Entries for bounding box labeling
┄┄┄┄┄┄┄┄┄┄┄┄┄┄┄┄┄┄┄┄

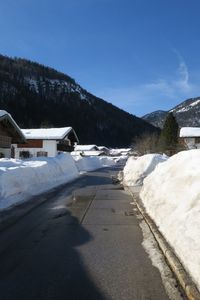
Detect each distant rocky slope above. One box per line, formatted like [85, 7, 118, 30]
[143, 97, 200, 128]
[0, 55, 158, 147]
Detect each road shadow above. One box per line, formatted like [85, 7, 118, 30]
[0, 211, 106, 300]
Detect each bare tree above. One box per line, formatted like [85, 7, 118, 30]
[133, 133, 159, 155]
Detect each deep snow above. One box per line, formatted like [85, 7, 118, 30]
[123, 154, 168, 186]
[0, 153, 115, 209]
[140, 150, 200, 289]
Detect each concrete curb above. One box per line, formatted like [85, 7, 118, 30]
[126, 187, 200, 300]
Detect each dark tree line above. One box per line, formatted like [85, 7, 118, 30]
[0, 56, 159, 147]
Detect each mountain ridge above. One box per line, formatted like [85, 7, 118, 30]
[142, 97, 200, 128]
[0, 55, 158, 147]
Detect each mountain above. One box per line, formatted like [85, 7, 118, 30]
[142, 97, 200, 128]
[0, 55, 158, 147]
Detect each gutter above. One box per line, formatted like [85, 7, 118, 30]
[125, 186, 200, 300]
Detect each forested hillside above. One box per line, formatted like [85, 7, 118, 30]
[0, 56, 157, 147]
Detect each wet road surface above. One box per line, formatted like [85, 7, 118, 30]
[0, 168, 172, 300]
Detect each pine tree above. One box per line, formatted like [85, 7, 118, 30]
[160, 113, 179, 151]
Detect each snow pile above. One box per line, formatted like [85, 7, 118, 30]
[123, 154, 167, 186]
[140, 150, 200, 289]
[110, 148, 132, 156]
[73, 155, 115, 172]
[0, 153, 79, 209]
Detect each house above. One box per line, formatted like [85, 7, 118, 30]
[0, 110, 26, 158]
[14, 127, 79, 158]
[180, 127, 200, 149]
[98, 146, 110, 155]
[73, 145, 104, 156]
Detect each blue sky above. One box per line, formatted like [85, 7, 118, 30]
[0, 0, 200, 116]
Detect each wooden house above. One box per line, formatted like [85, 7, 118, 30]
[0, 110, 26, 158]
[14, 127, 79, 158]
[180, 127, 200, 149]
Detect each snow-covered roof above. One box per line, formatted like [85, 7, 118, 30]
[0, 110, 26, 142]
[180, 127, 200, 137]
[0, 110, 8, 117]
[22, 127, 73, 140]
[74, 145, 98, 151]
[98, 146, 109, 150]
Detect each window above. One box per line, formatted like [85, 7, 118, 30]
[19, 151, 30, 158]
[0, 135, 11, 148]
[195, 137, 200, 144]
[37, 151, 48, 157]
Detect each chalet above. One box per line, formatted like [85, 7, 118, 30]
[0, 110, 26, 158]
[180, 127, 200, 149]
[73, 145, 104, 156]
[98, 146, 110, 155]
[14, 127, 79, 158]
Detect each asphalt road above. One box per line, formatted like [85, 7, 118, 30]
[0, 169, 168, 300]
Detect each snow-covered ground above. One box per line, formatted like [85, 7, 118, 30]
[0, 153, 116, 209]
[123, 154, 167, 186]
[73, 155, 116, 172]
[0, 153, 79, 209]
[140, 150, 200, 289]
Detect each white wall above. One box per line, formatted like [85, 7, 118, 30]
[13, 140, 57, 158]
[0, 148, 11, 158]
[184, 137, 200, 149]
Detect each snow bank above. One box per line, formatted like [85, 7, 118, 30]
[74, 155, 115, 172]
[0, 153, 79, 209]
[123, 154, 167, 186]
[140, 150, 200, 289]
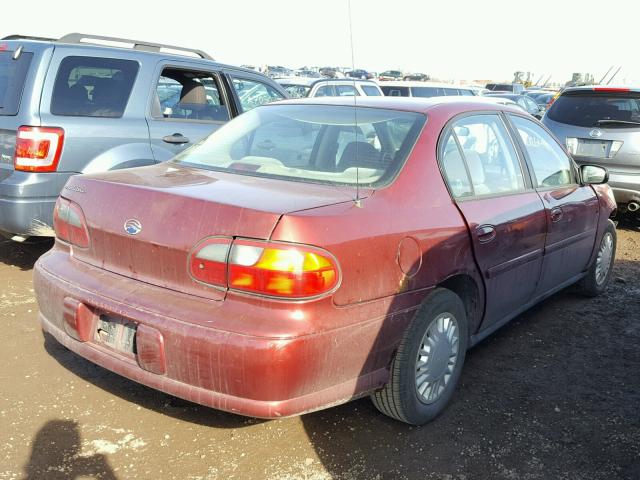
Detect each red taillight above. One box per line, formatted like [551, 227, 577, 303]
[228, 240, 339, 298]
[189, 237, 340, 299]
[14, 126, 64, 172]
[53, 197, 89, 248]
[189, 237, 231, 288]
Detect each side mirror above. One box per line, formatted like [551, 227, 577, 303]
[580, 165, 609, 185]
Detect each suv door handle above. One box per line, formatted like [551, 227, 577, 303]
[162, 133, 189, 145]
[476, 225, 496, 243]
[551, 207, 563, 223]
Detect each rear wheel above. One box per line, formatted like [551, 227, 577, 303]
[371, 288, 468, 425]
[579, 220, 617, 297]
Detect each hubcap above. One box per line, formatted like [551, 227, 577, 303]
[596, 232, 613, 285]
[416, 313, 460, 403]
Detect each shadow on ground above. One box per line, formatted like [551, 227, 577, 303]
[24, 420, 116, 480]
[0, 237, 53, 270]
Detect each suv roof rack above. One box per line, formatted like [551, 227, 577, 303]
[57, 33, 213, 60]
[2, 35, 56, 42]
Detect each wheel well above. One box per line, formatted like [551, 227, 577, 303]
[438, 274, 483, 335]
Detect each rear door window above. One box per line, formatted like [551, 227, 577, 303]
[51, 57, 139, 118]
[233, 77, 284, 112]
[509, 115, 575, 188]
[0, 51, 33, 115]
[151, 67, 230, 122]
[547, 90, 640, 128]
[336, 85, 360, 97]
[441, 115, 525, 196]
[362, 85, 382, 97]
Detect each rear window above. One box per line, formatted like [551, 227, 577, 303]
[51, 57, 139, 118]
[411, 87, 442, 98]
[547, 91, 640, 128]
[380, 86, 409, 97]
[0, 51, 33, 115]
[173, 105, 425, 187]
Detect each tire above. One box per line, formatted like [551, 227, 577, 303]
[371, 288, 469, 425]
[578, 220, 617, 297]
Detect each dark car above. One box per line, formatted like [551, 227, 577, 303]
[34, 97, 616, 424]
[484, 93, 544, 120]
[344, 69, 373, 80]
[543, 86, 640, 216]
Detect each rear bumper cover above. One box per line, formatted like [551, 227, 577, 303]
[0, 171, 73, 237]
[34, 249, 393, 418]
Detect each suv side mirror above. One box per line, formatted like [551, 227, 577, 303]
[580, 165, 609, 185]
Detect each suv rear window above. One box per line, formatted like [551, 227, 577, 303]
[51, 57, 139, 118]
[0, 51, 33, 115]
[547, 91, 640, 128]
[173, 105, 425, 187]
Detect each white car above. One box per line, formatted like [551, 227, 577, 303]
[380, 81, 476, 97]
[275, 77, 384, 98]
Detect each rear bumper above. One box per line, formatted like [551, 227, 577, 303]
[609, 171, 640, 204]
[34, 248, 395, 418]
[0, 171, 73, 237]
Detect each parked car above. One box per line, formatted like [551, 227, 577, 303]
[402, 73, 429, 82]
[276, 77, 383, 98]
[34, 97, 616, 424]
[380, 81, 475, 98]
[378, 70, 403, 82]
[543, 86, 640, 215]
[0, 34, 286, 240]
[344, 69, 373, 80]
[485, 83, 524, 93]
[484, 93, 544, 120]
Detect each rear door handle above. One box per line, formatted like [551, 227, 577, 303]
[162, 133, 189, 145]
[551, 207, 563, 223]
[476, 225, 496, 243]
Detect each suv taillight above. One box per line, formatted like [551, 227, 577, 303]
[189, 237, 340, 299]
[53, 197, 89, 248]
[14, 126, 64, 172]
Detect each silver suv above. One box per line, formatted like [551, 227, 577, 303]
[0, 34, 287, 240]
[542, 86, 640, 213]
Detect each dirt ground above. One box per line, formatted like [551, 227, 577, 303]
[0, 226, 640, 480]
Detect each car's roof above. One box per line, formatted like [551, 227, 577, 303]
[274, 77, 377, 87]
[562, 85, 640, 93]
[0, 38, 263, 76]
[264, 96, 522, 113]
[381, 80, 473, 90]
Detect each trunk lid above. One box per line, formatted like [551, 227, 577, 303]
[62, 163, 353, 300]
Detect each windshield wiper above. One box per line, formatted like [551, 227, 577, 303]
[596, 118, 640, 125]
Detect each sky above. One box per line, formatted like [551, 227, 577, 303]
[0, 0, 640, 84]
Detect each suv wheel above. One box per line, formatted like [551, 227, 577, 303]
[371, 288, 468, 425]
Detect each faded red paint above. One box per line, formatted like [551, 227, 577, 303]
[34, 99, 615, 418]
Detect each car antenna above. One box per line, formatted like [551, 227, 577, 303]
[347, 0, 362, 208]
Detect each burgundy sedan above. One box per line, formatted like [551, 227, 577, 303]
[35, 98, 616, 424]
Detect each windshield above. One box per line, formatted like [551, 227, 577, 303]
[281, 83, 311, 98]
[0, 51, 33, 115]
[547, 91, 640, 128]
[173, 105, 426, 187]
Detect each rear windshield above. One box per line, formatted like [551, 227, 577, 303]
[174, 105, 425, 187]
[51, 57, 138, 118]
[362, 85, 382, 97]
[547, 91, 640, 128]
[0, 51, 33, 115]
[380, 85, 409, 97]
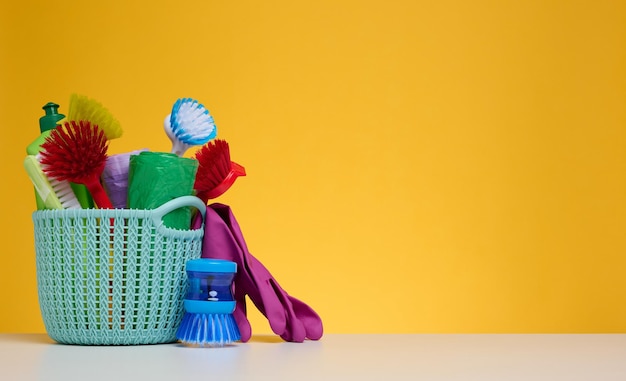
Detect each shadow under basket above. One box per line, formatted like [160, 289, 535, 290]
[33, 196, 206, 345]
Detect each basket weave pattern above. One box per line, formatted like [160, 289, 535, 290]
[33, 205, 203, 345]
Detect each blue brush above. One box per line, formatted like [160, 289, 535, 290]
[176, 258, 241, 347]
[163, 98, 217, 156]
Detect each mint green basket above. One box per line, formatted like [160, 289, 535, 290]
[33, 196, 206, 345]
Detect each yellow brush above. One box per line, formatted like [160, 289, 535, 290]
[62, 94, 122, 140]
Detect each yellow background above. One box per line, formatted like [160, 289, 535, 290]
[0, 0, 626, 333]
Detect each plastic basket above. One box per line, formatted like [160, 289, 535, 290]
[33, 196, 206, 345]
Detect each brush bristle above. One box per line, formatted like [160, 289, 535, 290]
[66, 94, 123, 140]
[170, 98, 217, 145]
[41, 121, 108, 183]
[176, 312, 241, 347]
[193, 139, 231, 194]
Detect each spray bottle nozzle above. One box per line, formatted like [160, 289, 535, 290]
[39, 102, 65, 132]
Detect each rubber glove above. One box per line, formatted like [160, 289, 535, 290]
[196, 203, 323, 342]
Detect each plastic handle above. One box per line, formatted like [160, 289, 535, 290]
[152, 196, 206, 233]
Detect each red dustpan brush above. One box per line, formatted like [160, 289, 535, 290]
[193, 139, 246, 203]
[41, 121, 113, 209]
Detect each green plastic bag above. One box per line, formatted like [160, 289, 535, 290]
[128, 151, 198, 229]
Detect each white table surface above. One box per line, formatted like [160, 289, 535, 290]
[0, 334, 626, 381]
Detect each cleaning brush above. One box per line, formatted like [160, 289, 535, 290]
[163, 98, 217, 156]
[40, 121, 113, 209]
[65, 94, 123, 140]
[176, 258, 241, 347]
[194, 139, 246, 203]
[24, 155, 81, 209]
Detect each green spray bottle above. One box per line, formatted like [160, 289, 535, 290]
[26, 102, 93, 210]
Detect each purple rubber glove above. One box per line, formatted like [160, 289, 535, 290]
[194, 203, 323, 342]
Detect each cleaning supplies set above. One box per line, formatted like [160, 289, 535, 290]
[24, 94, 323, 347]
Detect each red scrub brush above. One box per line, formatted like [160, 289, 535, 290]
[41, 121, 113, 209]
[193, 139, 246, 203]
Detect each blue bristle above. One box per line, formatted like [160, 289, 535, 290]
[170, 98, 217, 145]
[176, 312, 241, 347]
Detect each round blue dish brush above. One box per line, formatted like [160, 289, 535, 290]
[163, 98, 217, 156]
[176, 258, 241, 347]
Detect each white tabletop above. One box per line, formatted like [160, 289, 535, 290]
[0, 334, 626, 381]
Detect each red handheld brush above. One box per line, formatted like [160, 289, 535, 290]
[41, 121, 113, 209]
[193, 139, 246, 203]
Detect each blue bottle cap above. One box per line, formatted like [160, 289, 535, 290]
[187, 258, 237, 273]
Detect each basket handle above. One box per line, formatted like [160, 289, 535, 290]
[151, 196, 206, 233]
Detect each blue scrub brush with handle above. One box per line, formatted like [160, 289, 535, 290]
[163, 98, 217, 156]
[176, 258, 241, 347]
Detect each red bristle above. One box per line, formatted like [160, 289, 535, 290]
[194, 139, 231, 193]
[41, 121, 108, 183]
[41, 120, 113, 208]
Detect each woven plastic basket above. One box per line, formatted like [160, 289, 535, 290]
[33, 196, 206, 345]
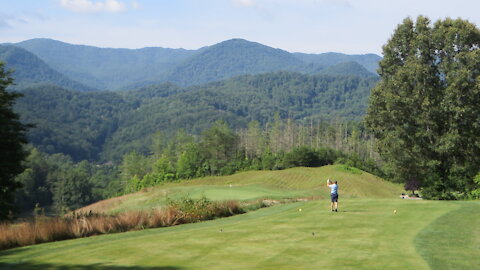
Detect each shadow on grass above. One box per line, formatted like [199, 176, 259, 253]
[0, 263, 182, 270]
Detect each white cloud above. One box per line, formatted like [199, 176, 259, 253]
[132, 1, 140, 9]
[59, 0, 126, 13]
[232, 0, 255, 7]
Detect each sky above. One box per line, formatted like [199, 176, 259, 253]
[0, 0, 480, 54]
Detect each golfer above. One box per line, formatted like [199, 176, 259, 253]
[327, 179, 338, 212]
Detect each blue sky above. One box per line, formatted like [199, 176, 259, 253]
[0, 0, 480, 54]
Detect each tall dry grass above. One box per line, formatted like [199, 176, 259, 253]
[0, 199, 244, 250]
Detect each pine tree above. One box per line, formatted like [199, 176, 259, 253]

┄┄┄┄┄┄┄┄┄┄┄┄┄┄┄┄┄┄┄┄

Work to do:
Do not include pictures. Copy only the lines running from the line with "Detect each red bristle" through the last line of the records, exactly as they appear.

Answer to this problem:
Detect each red bristle above. One box per line, formatted like [160, 289, 535, 290]
[194, 139, 231, 193]
[41, 121, 108, 183]
[41, 120, 113, 208]
Detect each woven plastic basket above. One box per line, formatted like [160, 289, 535, 290]
[33, 196, 206, 345]
Detect each shadow on grass above. One box per line, formatted like [199, 176, 259, 253]
[0, 263, 182, 270]
Detect each white cloud above. One box per line, formatted like [199, 176, 259, 253]
[132, 1, 140, 9]
[59, 0, 126, 13]
[232, 0, 255, 7]
Detect each sky above. One box per line, formatted like [199, 176, 259, 253]
[0, 0, 480, 54]
Detect each golfer above. One box per line, formatted like [199, 176, 259, 253]
[327, 179, 338, 212]
Detect each blue sky above. One box per line, formatted like [199, 176, 259, 253]
[0, 0, 480, 54]
Detect each tall dry grass above. One box per line, formatted like [199, 176, 259, 253]
[0, 199, 244, 250]
Detect each pine tree above. One box per line, formatted like [199, 176, 259, 253]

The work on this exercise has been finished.